*** RECORDS FOR THIS EXERCISE Section Begins ***

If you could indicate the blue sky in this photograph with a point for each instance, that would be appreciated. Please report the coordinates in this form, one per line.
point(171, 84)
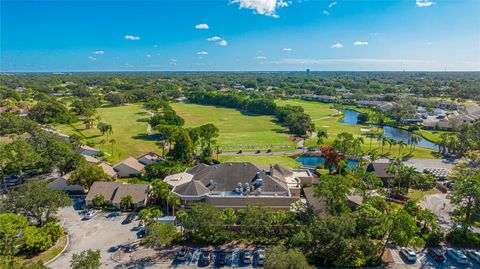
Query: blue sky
point(278, 35)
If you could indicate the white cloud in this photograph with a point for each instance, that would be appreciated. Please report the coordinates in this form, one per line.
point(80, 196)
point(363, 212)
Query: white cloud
point(201, 26)
point(424, 3)
point(263, 7)
point(223, 43)
point(360, 43)
point(214, 38)
point(337, 46)
point(132, 37)
point(304, 61)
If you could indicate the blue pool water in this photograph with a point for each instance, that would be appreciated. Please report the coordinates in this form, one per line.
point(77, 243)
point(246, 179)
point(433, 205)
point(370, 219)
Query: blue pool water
point(351, 117)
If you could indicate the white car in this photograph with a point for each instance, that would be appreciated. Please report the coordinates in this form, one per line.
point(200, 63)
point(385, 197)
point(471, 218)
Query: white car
point(90, 214)
point(475, 255)
point(260, 254)
point(409, 254)
point(457, 256)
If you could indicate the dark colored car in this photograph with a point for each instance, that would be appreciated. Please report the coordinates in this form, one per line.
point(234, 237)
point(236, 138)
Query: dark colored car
point(206, 257)
point(224, 258)
point(182, 254)
point(128, 219)
point(436, 254)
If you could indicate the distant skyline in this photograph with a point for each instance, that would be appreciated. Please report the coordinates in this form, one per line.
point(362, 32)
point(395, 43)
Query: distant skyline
point(239, 35)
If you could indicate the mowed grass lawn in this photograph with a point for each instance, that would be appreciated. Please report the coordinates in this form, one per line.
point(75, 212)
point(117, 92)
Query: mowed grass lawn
point(237, 130)
point(328, 119)
point(266, 160)
point(129, 131)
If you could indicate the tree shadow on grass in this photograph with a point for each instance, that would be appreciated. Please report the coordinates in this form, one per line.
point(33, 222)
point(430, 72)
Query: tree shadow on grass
point(146, 137)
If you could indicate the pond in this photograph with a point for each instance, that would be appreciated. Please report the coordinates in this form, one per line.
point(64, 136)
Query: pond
point(312, 161)
point(351, 117)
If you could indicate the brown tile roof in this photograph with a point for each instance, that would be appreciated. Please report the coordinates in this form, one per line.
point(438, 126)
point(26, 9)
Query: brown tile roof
point(107, 189)
point(139, 192)
point(226, 177)
point(318, 205)
point(379, 169)
point(115, 191)
point(191, 188)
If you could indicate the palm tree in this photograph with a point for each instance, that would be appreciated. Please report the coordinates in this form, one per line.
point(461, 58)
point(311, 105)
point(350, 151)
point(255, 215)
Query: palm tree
point(371, 136)
point(443, 143)
point(126, 202)
point(373, 156)
point(414, 139)
point(102, 143)
point(391, 142)
point(112, 142)
point(173, 201)
point(321, 136)
point(401, 144)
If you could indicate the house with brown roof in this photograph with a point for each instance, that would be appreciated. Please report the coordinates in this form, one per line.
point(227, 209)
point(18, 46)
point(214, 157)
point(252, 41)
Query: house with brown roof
point(129, 167)
point(113, 192)
point(150, 158)
point(380, 170)
point(236, 185)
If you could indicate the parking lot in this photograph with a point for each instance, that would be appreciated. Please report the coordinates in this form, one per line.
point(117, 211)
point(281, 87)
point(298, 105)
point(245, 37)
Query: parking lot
point(424, 260)
point(231, 258)
point(104, 232)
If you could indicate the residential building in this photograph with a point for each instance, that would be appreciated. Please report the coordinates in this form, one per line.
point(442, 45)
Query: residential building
point(380, 170)
point(236, 185)
point(150, 158)
point(61, 184)
point(113, 192)
point(129, 167)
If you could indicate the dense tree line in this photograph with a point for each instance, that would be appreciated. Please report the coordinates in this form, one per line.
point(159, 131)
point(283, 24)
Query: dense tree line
point(293, 117)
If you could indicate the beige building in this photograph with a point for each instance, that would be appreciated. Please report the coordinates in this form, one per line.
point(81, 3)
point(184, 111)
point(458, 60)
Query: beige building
point(236, 185)
point(113, 192)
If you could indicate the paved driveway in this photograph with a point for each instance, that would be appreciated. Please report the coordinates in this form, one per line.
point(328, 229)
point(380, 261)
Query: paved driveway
point(100, 232)
point(439, 204)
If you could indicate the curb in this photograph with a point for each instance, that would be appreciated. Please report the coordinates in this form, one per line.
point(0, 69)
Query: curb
point(61, 252)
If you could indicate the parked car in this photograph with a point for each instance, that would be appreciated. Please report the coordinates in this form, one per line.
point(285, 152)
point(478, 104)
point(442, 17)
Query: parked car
point(260, 257)
point(90, 214)
point(206, 257)
point(130, 217)
point(436, 254)
point(475, 255)
point(182, 254)
point(457, 256)
point(224, 258)
point(409, 254)
point(141, 234)
point(247, 257)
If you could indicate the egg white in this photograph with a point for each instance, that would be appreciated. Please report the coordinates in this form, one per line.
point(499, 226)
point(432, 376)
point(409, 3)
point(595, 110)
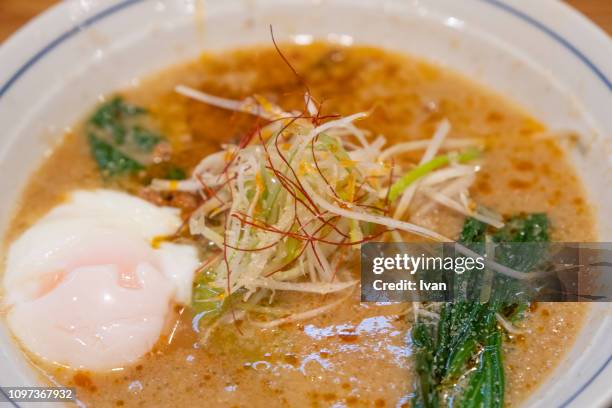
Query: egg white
point(86, 288)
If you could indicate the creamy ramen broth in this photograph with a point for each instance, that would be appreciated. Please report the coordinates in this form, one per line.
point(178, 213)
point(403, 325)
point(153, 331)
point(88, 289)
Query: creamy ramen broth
point(356, 354)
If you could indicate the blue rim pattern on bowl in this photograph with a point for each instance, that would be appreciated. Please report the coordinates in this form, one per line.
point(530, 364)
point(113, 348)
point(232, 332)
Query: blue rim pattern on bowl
point(496, 3)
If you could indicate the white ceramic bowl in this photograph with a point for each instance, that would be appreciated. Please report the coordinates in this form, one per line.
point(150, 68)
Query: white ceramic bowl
point(541, 54)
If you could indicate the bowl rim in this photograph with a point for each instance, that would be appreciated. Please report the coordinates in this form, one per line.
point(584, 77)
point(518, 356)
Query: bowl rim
point(529, 13)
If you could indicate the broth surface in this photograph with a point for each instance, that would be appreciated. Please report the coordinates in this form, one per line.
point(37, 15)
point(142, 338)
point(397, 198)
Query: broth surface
point(358, 354)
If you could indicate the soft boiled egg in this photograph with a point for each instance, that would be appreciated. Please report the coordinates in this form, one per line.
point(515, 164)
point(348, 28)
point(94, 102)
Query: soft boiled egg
point(87, 287)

*** RECORDS FOR THIS EXERCISE Section Ends ***

** PROBLEM TO SOLVE **
From the entries above, extract only the lines running from the one containing "point(458, 60)" through the one containing "point(380, 261)", inclusive.

** WRITTEN ANSWER **
point(458, 60)
Query: beige building
point(236, 185)
point(113, 192)
If you could indicate the paved driveway in this photograph with a point for each instance, that would be appreciated. Please report the coordinates in this form, one per line.
point(328, 229)
point(380, 261)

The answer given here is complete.